Since we’re all going to hell (by someone’s rules), here is a glossary of terms you may need before you get there. I’d provide a map, but that is coming.
One of the Five Rivers of the Realm of Hades, according to Ancient Greeks. This is an actual river located in northwest Greece. The Ancient Greeks called it the ‘river of woe’. Homer and Virgil contributed to the mythology around it. Virgil called it the main river of Tartarus, which is where you go if you’ve been bad.
Of the Fields of Asphodel. According to Ancient Greek thought, this is the part of the Underworld where ordinary people are sent.
The Romans geolocated the place where Virgil’s Aeneus is meant to have entered the Underworld, and they reckon the entrance is located at a placed called Avernus, a crater near Cumae. To the Romans, Aeneus refers to Hell/The Underworld.
The symbolic underworld of the dream house is the basement. Naturally, stories with basements are more frequently found in fiction written by authors who live in countries where houses tend to have basements. Canadian writer Alice Munro makes use of this in her short story “Cortes Island“. Her main character lives in a basement, but the fairytale upon which is seems based takes its main character to the underworld.
Since bats like to live in caves, and since being inside a cave feels very much like being underground, no surprise bats are symbolically connected to the Underworld. In the Odyssey, the Fields of Asphodel is described. This is the first region of Hades, where shades of heroes wander despondently among lesser spirits, who twitter around them like bats.
BUFFY THE VAMPIRE SLAYER
Creator Joss Whedon is very familiar with Ancient Greek mythology and makes much use of the tropes and stories in his contemporary work. Buffy the Vampire Slayer is a reimagined Achilles in the body of a teenage girl, At one point, Buffy returns from a literal journey to the realm of the dead.
□ □ □ □ □ □ □
# WRITTEN REQUEST 1
Copy the records verbatim, starting at the beginning of the records and continuing through the line containing "x=411 y=619", and omit the pictures from your copy.

(Image point annotation entries)
□ □ □ □ □ □ □
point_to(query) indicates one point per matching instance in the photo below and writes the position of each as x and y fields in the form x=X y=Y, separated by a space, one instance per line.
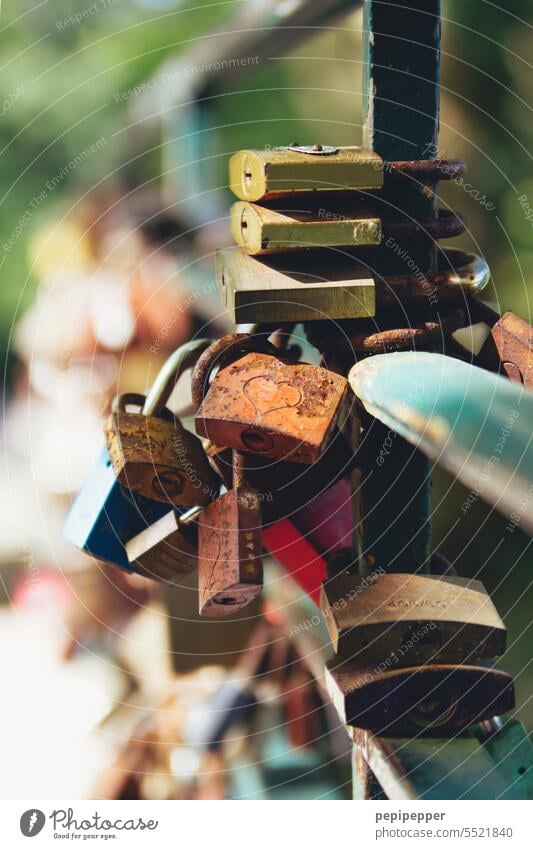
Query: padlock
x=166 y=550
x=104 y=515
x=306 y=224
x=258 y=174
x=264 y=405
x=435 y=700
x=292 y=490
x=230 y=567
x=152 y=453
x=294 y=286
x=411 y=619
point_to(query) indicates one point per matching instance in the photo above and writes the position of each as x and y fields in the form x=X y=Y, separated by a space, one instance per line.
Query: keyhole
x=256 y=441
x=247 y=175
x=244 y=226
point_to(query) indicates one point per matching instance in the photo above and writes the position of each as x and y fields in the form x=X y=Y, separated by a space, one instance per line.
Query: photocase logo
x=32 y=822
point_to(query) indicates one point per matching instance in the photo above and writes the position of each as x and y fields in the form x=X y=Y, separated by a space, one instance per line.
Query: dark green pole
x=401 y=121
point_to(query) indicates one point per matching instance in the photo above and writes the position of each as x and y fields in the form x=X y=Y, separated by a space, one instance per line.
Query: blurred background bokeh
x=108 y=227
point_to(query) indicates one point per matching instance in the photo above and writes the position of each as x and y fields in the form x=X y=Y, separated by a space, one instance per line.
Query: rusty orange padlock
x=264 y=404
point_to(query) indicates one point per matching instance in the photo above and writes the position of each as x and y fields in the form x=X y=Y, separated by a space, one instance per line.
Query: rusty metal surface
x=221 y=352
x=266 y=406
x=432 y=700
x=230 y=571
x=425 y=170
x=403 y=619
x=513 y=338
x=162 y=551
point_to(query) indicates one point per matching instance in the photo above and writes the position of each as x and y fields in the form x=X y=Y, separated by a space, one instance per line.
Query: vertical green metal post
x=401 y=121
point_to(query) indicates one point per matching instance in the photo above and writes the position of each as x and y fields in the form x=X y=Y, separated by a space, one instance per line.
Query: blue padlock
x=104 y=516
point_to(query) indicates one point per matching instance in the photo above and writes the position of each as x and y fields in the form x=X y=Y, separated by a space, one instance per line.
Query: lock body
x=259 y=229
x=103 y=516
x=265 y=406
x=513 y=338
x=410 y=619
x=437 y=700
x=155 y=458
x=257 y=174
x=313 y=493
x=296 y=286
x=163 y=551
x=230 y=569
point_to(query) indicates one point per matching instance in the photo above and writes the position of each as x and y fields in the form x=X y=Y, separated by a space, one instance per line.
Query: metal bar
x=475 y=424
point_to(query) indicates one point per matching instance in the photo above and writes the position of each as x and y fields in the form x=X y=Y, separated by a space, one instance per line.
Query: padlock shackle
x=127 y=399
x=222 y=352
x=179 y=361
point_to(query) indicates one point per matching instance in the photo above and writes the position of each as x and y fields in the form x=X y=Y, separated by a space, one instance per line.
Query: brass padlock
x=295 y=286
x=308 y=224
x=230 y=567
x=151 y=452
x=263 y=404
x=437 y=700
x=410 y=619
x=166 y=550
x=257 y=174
□ □ □ □ □ □ □
# WRITTEN REQUEST 2
Answer these questions using the underworld glossary:
(a) Where is the actual river called the "river of woe" located?
(b) Where did the Romans reckon the entrance to the Underworld is located?
(c) What is the symbolic underworld of the dream house?

# CORRECT ANSWER 1
point_to(query) indicates one point per matching instance in the photo below and writes the position of each as x and y fields in the form x=X y=Y, separated by a space, one instance per line.
Query: padlock
x=166 y=550
x=104 y=515
x=306 y=224
x=258 y=174
x=264 y=405
x=435 y=700
x=292 y=490
x=230 y=567
x=152 y=453
x=294 y=286
x=411 y=619

# CORRECT ANSWER 2
(a) In northwest Greece.
(b) At a place called Avernus, a crater near Cumae.
(c) The basement.